Its been a few months since I've posted anything. I've debated back and forth when I should update, what I should say, should I include the negativity or only the positive things?
I've decided today to play catch-up with everything.
For several months, I've been struggling to figure out exactly what is best for myself, my future, and who I want included in my future. I fought with my boyfriend, I fought with myself, I fought with everyone and everything around me. I was terrified that I was going to be taken advantage of by everyone around me so I fought to stand my ground on my own beliefs.
Today, I can tell you that I'm still fighting but this time with a game plan. I got a new job I'm absolutely in-love with. I'm almost done with week four out of ten of training and I am constantly blown away. This is the best call-center job I've ever worked in my entire life. The people are so positive and happy coming into work, upper management cares about their employees, and the benefits are worth it. I now have life insurance, full health coverage, back-up health savings, and resources to help keep me on track of my career goals and financial goals.
My relationship with my boyfriend is stronger than ever with the right communication, and both of us working together as a team instead of simply two individuals. We both have our own issues sure, but this time we're both looking towards our futures and away from our pasts.

########################################

## PROMPT 1
For each statement about the post, answer yes or no and quote the words from the post that decide it: (a) The writer has nearly finished week six of a ten-week training. (b) The new job provides the writer with life insurance. (c) The writer describes the relationship with the boyfriend as weaker than before.
## PROMPT 2
According to the post, what kind of job is the writer's new job?
The items after this post are not needed for this work.

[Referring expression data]
########################################

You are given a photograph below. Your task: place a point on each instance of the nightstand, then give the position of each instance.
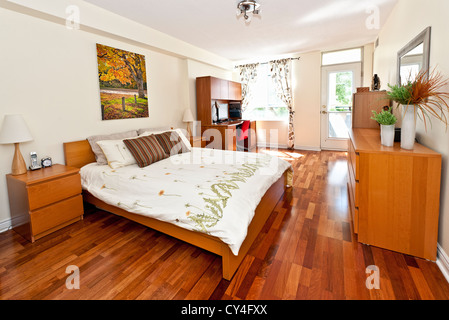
(197, 142)
(45, 200)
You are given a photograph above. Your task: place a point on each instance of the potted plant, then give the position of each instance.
(387, 121)
(422, 97)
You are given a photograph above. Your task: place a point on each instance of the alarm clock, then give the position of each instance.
(46, 162)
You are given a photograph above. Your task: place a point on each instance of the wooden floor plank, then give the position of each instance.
(306, 250)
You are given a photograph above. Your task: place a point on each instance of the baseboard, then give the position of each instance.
(304, 148)
(272, 146)
(443, 262)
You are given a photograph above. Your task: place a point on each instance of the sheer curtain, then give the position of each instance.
(248, 77)
(280, 72)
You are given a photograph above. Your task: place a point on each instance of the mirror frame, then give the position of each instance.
(423, 37)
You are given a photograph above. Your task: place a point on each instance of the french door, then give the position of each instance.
(339, 83)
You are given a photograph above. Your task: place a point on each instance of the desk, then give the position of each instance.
(223, 136)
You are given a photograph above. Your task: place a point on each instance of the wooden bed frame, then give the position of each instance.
(79, 153)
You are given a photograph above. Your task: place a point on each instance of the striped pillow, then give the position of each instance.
(171, 142)
(146, 150)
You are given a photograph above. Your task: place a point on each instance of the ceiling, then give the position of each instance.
(283, 26)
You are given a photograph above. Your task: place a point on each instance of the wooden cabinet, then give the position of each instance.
(363, 105)
(394, 194)
(45, 200)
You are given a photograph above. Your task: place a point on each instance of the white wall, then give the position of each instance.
(307, 100)
(408, 19)
(50, 76)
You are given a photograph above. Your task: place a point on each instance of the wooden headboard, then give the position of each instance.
(78, 153)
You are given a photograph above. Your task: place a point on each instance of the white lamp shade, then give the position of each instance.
(188, 116)
(14, 130)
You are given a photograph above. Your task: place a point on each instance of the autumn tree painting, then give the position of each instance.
(123, 86)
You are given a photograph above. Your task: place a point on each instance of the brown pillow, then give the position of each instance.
(171, 142)
(99, 155)
(146, 150)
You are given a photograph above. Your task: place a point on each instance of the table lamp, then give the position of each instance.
(14, 130)
(188, 117)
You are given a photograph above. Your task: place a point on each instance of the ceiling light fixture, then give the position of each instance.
(248, 7)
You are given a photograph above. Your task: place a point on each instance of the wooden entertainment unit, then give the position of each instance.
(221, 135)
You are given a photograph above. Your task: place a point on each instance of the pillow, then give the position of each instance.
(99, 155)
(171, 142)
(116, 153)
(153, 130)
(178, 131)
(145, 150)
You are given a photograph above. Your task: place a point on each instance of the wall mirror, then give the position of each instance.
(414, 57)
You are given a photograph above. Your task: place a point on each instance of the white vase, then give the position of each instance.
(387, 135)
(408, 130)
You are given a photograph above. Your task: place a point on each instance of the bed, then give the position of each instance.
(213, 199)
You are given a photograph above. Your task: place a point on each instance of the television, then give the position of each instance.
(222, 109)
(235, 110)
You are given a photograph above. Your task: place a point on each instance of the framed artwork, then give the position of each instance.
(123, 85)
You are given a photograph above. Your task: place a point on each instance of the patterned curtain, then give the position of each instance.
(248, 76)
(280, 72)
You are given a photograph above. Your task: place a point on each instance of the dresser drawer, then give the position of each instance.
(54, 215)
(354, 160)
(45, 193)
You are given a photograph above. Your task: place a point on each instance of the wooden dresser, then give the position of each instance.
(394, 194)
(45, 200)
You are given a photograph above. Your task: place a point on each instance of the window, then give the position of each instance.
(343, 56)
(265, 104)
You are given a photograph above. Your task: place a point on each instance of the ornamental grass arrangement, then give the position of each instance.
(426, 93)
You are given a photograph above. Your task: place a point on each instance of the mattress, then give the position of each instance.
(211, 191)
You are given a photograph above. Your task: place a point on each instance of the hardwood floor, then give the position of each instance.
(306, 251)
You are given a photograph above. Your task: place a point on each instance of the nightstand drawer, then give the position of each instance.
(52, 216)
(45, 193)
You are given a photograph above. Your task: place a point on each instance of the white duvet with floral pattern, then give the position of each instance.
(205, 190)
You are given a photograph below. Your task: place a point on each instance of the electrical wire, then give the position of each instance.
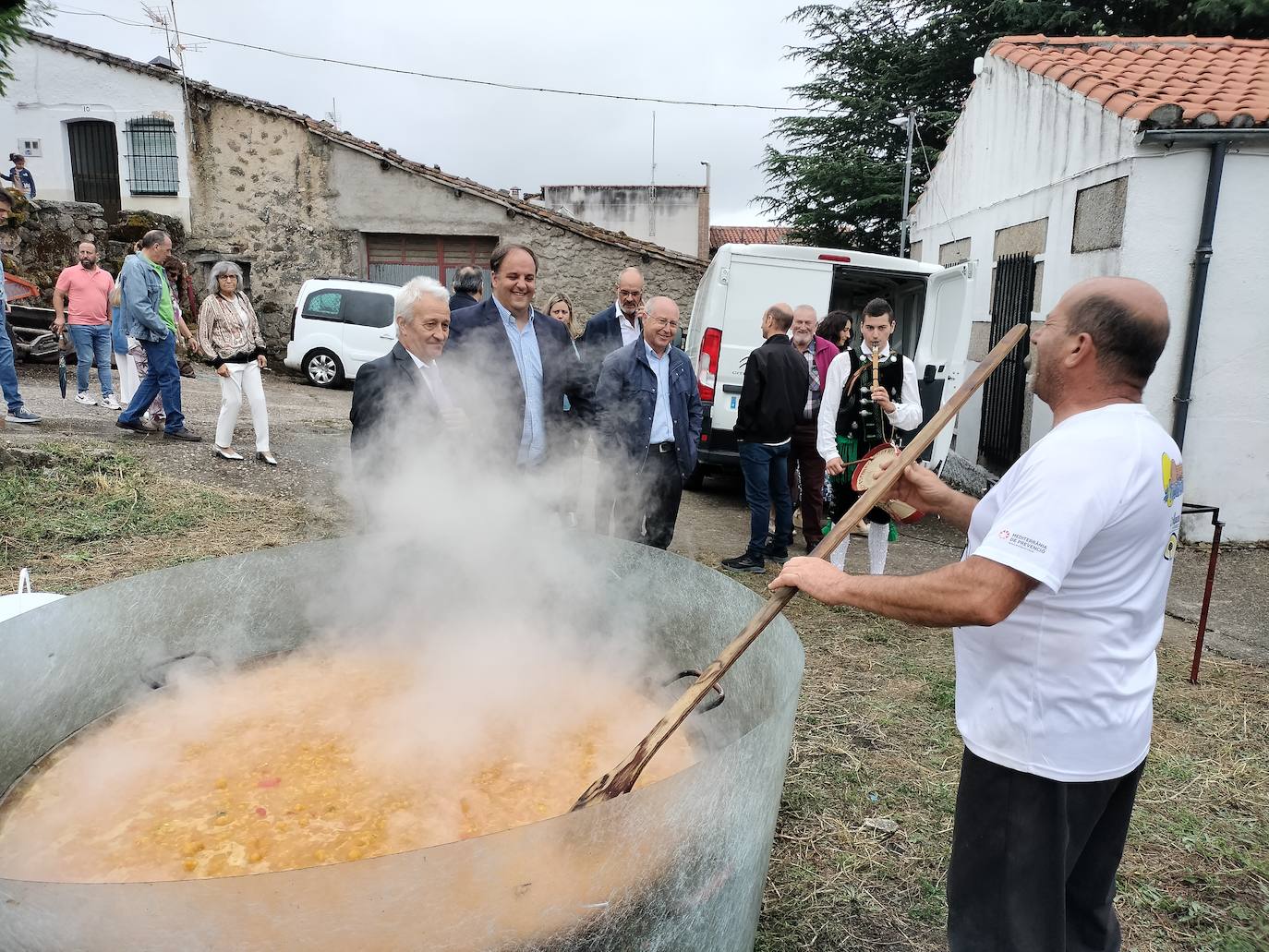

########################################

## WRITTEN RESPONSE 1
(a) No: "I'm almost done with week four out of ten of training"
(b) Yes: "I now have life insurance, full health coverage, back-up health savings"
(c) No: "My relationship with my boyfriend is stronger than ever"

## WRITTEN RESPONSE 2
It is a call-center job.